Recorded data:
_ _ _ _
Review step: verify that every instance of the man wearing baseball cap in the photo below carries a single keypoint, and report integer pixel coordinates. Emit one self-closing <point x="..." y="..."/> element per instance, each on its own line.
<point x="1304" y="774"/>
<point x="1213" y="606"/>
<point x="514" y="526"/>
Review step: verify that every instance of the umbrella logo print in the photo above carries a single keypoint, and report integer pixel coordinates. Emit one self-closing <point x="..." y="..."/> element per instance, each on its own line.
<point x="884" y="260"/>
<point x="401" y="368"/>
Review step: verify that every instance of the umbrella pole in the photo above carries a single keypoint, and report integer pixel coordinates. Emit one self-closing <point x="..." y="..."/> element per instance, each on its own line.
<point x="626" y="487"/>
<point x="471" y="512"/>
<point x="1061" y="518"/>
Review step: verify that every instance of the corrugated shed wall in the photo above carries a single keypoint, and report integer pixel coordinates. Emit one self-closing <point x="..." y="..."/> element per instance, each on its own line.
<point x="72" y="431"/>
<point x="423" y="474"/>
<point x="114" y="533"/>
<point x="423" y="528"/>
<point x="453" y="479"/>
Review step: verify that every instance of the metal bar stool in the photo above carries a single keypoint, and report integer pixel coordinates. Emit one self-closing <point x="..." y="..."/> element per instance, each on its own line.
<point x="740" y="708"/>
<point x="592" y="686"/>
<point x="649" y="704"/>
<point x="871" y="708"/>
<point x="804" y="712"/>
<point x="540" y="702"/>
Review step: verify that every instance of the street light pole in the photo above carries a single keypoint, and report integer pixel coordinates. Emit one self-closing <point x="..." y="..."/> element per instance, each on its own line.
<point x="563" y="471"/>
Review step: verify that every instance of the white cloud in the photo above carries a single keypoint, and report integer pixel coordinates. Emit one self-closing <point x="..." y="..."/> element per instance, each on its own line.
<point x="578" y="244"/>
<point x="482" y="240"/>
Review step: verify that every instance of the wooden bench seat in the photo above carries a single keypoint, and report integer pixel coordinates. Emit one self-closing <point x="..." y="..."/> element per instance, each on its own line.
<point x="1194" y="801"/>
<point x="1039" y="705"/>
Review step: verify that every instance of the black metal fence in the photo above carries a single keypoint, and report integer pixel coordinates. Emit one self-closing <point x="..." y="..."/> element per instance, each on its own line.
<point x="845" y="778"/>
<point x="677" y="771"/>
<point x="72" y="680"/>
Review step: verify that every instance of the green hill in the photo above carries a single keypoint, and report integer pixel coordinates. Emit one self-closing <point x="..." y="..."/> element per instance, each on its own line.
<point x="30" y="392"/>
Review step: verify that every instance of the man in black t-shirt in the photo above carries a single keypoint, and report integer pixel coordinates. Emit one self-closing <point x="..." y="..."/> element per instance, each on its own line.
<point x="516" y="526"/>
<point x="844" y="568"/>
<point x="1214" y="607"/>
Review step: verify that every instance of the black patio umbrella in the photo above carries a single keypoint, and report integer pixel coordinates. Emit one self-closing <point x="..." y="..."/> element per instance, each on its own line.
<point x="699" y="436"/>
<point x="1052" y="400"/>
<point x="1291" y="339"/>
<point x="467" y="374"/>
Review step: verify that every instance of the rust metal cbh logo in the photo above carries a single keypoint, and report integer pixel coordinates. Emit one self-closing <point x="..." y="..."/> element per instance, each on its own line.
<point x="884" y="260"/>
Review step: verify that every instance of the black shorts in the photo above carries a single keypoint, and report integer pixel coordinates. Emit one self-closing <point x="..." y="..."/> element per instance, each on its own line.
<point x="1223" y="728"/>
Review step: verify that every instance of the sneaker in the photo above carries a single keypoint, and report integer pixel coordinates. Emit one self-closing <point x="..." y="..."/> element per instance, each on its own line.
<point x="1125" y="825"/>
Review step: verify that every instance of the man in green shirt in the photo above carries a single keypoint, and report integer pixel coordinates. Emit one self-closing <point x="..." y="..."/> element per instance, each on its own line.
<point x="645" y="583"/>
_ _ _ _
Your assignment>
Print the data word for word.

Written response>
Review step: verify that every instance of the man wearing baseball cap in the photo below carries a single keypoint, and report integer pixel coordinates. Emit one self-closing <point x="..." y="..."/> element per instance, each on its own line.
<point x="1304" y="774"/>
<point x="1213" y="606"/>
<point x="514" y="526"/>
Review step: verify that every instance of the umbrella logo print in the photo above carries a single keypoint, and report integer pixel coordinates. Emit one self-closing <point x="..." y="..."/> element per instance, each on its own line.
<point x="884" y="260"/>
<point x="401" y="368"/>
Review step: verify that every instance of the umbrella pole in the photo above carries a single keypoint, and report integer pixel coordinates. Emit one self-closing <point x="..." y="..."/> element per instance, each on its own line.
<point x="626" y="487"/>
<point x="471" y="512"/>
<point x="1061" y="518"/>
Review step: verify that every instance of the corrugated shed wall in the photo above carries a single keypoint, and report integer pixel coordinates. Emit one self-closing <point x="..." y="..."/> element per instance, each on its own line.
<point x="72" y="431"/>
<point x="423" y="474"/>
<point x="114" y="533"/>
<point x="423" y="528"/>
<point x="453" y="479"/>
Review step: verify that every instance of the metal bar stool in the photo above carries a single keypoint, and report integer pixel coordinates. Emit one self-closing <point x="..." y="..."/> element per instance, each on its own line.
<point x="740" y="708"/>
<point x="592" y="686"/>
<point x="649" y="704"/>
<point x="871" y="708"/>
<point x="804" y="712"/>
<point x="540" y="702"/>
Review step: verify that every instance of the street light pole in the photo above carries a single keypoint, and report integer pixel coordinates. Emit one self-closing <point x="..." y="..."/> element per instance, each on its own line.
<point x="563" y="471"/>
Review step: verify that every instance of the white cloud in the photo above carries a single keypoint, and report integer pixel coordinates. Emit one self-closing <point x="..." y="..."/> element per instance, each on its own line.
<point x="578" y="244"/>
<point x="482" y="240"/>
Review step: verify that every instance of the wooden bench seat in the photo above carries a single keypoint, and report integer pixel coordinates. Emit one self-closing <point x="..." y="..."/> element per instance, each on its own line.
<point x="1194" y="801"/>
<point x="1039" y="705"/>
Review step: verify that every instance of the black metal fence in the photo above carries a single keypoint, and report integer pixel coordinates. Emit one self-closing <point x="..." y="..."/> element per instance, each on its own line.
<point x="845" y="778"/>
<point x="677" y="771"/>
<point x="72" y="680"/>
Review step: verify that every instance of the green hill in the photo above carries a single keypoint, and report integer pixel coordinates. Emit one self-closing <point x="..." y="..."/> element per instance, each on its own line.
<point x="30" y="392"/>
Review step: verify that every instance of the man in black t-shirt in the photo above carries a single keypoint, and report integer pixel coordinates. Emit one self-closing <point x="..." y="..."/> element per instance, each on its own line.
<point x="516" y="526"/>
<point x="844" y="568"/>
<point x="1214" y="607"/>
Review step: verify that every instance of the black patio umbrella in the photo above carries a single keypoint, and report integer pixel coordinates. Emit one self-closing <point x="..." y="..."/> element per instance, each on its own line.
<point x="699" y="436"/>
<point x="1052" y="400"/>
<point x="1291" y="339"/>
<point x="467" y="374"/>
Review step: verify that every instance of the rust metal cbh logo in the photo above carries a single keypoint, and report integer pixel coordinates. Emit one self-closing <point x="..." y="..."/> element per instance, each on its own line.
<point x="884" y="260"/>
Review step: verify that every instance of the black shorts in the photo above carries a single keypoint, and report integer pixel coordinates. Emit one self-closing <point x="..." y="..."/> element per instance, each on its own line.
<point x="1223" y="728"/>
Review step: verify that every instance of the sneaker in the photo above carries a single keypoint, and report integer pixel coordinates. Emit one self-closing <point x="..." y="..."/> element per instance, each on its own line.
<point x="1125" y="825"/>
Review step: verify that every instance of the man in green shirt in the photo above carries a single keypoint, and report integer pixel coordinates. Emit one self-closing <point x="..." y="..."/> element per instance, each on its own line.
<point x="645" y="583"/>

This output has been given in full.